### Arbeitsanweisungen
A. Übersetze bitte den Satz „Insbesondere in der ersten Halbzeit waren die Niederländer überaus dominant.“ aus dem Artikel über den Ajax-Kader ins Englische.
B. Schreibe den Artikel über den Ajax-Kader von „In der Gruppenphase“ bis hinunter zu „Potenzial dazu haben.“ neu ab und ersetze dabei „FC Barcelona“ durch „Real Madrid“.
C. Nenne alle Fußballvereine, die im Artikel über den Ajax-Kader vorkommen.

### Zitierter Text
•••••
Ein Team entsprechend dem vorherrschenden Klischee – das ist der Kader von Ajax Amsterdam
Europa League 20.Februar.2014 Alexander Semeliker 2
Im Sechzehntelfinale der UEFA Europa League trifft Red Bull Salzburg auf Ajax Amsterdam – eines der schwersten möglichen Lose. Die Niederländer führen die Eredivisie an, verpassten in der Champions League den Aufstieg in die KO-Phase nur knapp und haben als Verein einen großen Namen. abseits.at nimmt den Kader genauer unter die Lupe.
In der Gruppenphase der Champions League sorgte Ajax vor allem mit dem 2:1-Sieg gegen den bis dato 2013/2014 noch ungeschlagen FC Barcelona. Insbesondere in der ersten Halbzeit waren die Niederländer überaus dominant. Mit einem intensiven Pressing jagten sie den Katalanen den Ball ab und mit einer hohen Passsicherheit schaffte man es, selbigen zum Großteil in den eigenen Reihen zu halten. Die Spielanlage passt also zum Bild, das man vom Verein hat – ebenso der Kader. Weltweit bekannte Superstars sucht man vergeblich, dafür findet man einige Spieler, die das Potenzial dazu haben.
Der Torhüter
Als wichtiger und oft übersehener Faktor im Spiel einer ballbesitzorientierten Mannschaft ist der Torhüter. Er ist praktisch immer anspielbar, kann bei entsprechender Positionierung eine wichtige Rolle im Spielaufbau übernehmen bzw. dadurch für eine Überzahlsituation sorgen. Vor allem gegen hoch pressende Teams, wie es vermutlich auch Red Bull Salzburg tun wird, ist das ein nicht zu unterschätzendes Element. Kenneth Vermeer, der als nomineller Einser-Keeper in die Saison ging, verkörpert diese Spielweise perfekt. Der 28-jährige Niederländer trat 2011 in die Fußstapfen von Maarten Stekelenburg und schaffte den Sprung ins Nationalteam. Allerdings spielte Vermeer vergleichsweise selten zu Null, was zum Teil auch auf individuelle Fehler von ihm zurückzuführen ist. Er verlor zusehends das Vertrauen in sein Spiel und letztlich auch sein „Leiberl“.
•••••
### Bereitgestellte Daten
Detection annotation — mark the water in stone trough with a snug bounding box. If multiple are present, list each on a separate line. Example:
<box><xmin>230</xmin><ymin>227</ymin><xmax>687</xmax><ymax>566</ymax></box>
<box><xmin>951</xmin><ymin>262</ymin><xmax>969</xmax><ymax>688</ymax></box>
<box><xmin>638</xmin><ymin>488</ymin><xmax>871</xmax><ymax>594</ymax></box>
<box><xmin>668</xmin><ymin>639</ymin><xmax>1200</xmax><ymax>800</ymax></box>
•••••
### Lösungen zu den Aufgaben
A. Especially in the first half, the Dutch side was extremely dominant.

B.
In der Gruppenphase der Champions League sorgte Ajax vor allem mit dem 2:1-Sieg gegen den bis dato 2013/2014 noch ungeschlagen Real Madrid. Insbesondere in der ersten Halbzeit waren die Niederländer überaus dominant. Mit einem intensiven Pressing jagten sie den Katalanen den Ball ab und mit einer hohen Passsicherheit schaffte man es, selbigen zum Großteil in den eigenen Reihen zu halten. Die Spielanlage passt also zum Bild, das man vom Verein hat – ebenso der Kader. Weltweit bekannte Superstars sucht man vergeblich, dafür findet man einige Spieler, die das Potenzial dazu haben.

C. Ajax Amsterdam, Red Bull Salzburg, FC Barcelona